Zu erledigen:
#1 Warum hält Dietrich im Text über Vorschriften und Messinglegierungen in der Sanitärbranche Alternativen für verchromte Bauteile für notwendig? Antworte in ein bis drei Sätzen.
#2 Schreibe die Fortsetzung des Textes über Vorschriften und Messinglegierungen in der Sanitärbranche, die auf seinen letzten Satz folgt.
**** Textabschnitt
Dietrich erläuterte, dass es folglich eine Vielzahl regulativer Maßnahmen gebe, insbesondere in der Trinkwasserverordnung, aber auch darüber hinaus. Die Trinkwasserverordnung geht laut Dietrich insbesondere auf den Blei- und Nickelgehalt, Legionellen, Pseudomonaden und KTW ein. Parallel dazu kämen auch auf Basis der Reach-Verordnung Vorgaben in Bezug auf Blei und Nickel sowie dar­über hinaus Chrom VI und Borsäure. Schließlich beeinflussten auch die Ökodesign-Richtlinie und das US-Freihandelsabkommen die Aktivitäten der Sanitärbranche.

Am Beispiel der Produktpalette von Dornbracht zeigte Dietrich die Notwendigkeit, für verchromte Bauteile Alternativen zu entwickeln. Denn mit dem Verbot bestimmter Werkstoffe oder Herstellungsverfahren sei auch der Weiterbetrieb von Produktionsanlagen, beispielsweise für die Galvanik, gefährdet. Deshalb appellierte Dietrich an die Forum-Teilnehmer, kontinuierlich auf die gesetzlichen Rahmenbedingungen zu achten und die eigenen Aktivitäten rechtzeitig auf diese auszurichten.

Korrosionsverhalten neuer ­Messinglegierungen

Dr. Norbert Gaag vom Halbzeughersteller Diehl Metall Messing präsentierte die neuesten Korrosionsuntersuchungen. Die Gütegemeinschaft hatte drei Werkstoffe untersuchen lassen, die als Nachfolgelösung für die entzinkungsbeständige Legierung CW602N verfügbar sind. Hierbei handelt es sich um den Werkstoff CW 511 L mit der Legierungs-Zusammensetzung CuZn38As, um CW626N mit der Zusammensetzung CuZn33Pb1,5AlAs sowie um CW725R mit der Zusammensetzung CuZn33Pb1AlSiAs.

Demnach sind die Bleianteile der Alternativlegierungen gegenüber CW602N abgesenkt und liegen zwischen 0,2 und 1,7 %. Die Legierungstoleranzen sind hinsichtlich der Anforderungen an entzinkungsbeständige Messinglegierungen ausreichend. Die Beständigkeit gegen Entzinkung ist bei allen Werkstoffen in genormten Kurzzeittests in unterschiedlicher Ausprägung gegeben. Auch die Beständigkeit gegen Spannungsrisskorrosion – durchgeführt unter verschärften Bedingungen – hat im Halbzeugtest gleichwertige Ergebnisse erbracht, im Bauteiltest leichte Nachteile für CW511 L.
********
**** Rohdaten
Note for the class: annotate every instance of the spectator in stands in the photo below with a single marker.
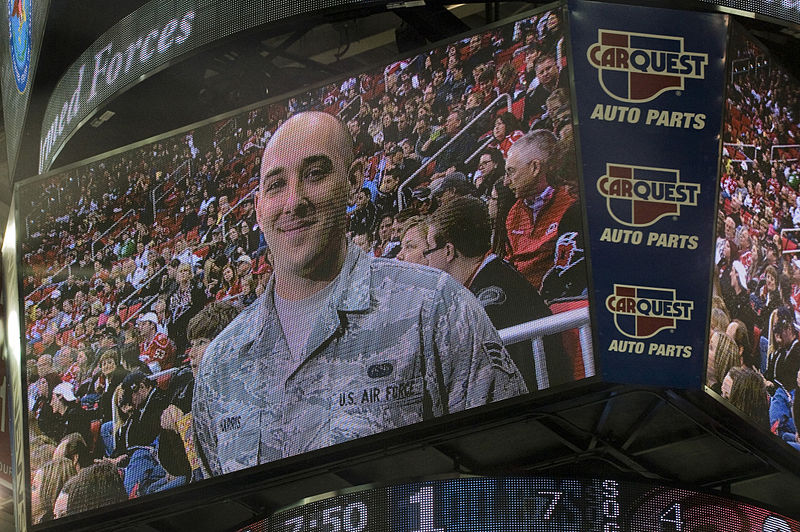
********
Antworten je Aufgabe:
#1 Mit dem Verbot bestimmter Werkstoffe oder Herstellungsverfahren wäre auch der Weiterbetrieb von Produktionsanlagen gefährdet, beispielsweise für die Galvanik. Deshalb müssen für verchromte Bauteile Alternativen entwickelt werden.

#2
Auch die Anfälligkeit für interkristalline Korrosion wurde laut Dr. Gaag untersucht, mit deutlichen Vorteilen für CW 715 R. Die Ergebnisse der zwei-Jahres-Untersuchungen zur Langzeitkorrosion lagen zum Forum GMS im Juni 2014 noch nicht vollständig vor, jedoch hätten sich im 12-Monats-Test bei allen untersuchten Werkstoffen gleichwertige Ergebnisse zu CW602N ergeben, mit Vorteilen für CW725R.

Breites Spannungsfeld

Zum Abschluss der Fachvorträge stellte Geert van den Abbeele von Systemtechnik-Anbieter Sanha die Produktstrategie seines Unternehmens vor, die mittelfristig auf den ausschließlichen Einsatz bleifreier Werkstoffe abzielt. Der Hersteller von Pressfittingen und Rohrprodukten hätte 2008 mit der sukzessiven Umstellung des Produkt-Portfolios begonnen und diese Maßnahmen im Jahr 2013 weitgehend abgeschlossen. Die Besonderheit war laut van den Abbeele die konsequente Neuausrichtung von bleiarmem Rotguss auf einen bleifreien Alternativ-Werkstoff mit Silizium im Legierungsgefüge. Damit sei auch die komplette Umstellung der Fertigungstechnologie einhergegangen – mit anfänglich hohem Werkzeugverschleiß, deutlich gestiegenen Anforderungen hinsichtlich der Fertigungstoleranzen und Investitionen in Millionenhöhe.

Nach zahlreichen Prüfungen hätte sich ergeben, dass die Kaltumformbarkeit sowie die Beständigkeit des neuen Werkstoffs gegenüber Spannungsrisskorrosion gleichwertig mit Rotguss ist. „Wir haben festgestellt, dass es funktioniert und dass wir eine bleifreie Lösung haben, die als normtechnische Premiumlösung zu sehen ist“, resümierte Geert van den Abbeele.

Ein gelungener Gastvortrag von Michael Rossié zum Thema „Bei Streit ist es am besten man hat keinen – wie Sie gewinnen, ohne zu kämpfen“, rundete das Forum GMS ab. Der Sprechtrainer und Coach zeigte anhand vieler praktischer Beispiele die wichtigsten Fallen, die sich im alltäglichen Umgang mit anderen Menschen auftun und welche Fehler sowie faulen Tricks beim Sprechen, Diskutieren und Verkaufen gemacht werden. Für die Tagungsteilnehmer entpuppte sich das alljährlich stattfindende Trinkwasser-Fachsymposium einmal mehr zu einer erstklassigen ­Informationsveranstaltung.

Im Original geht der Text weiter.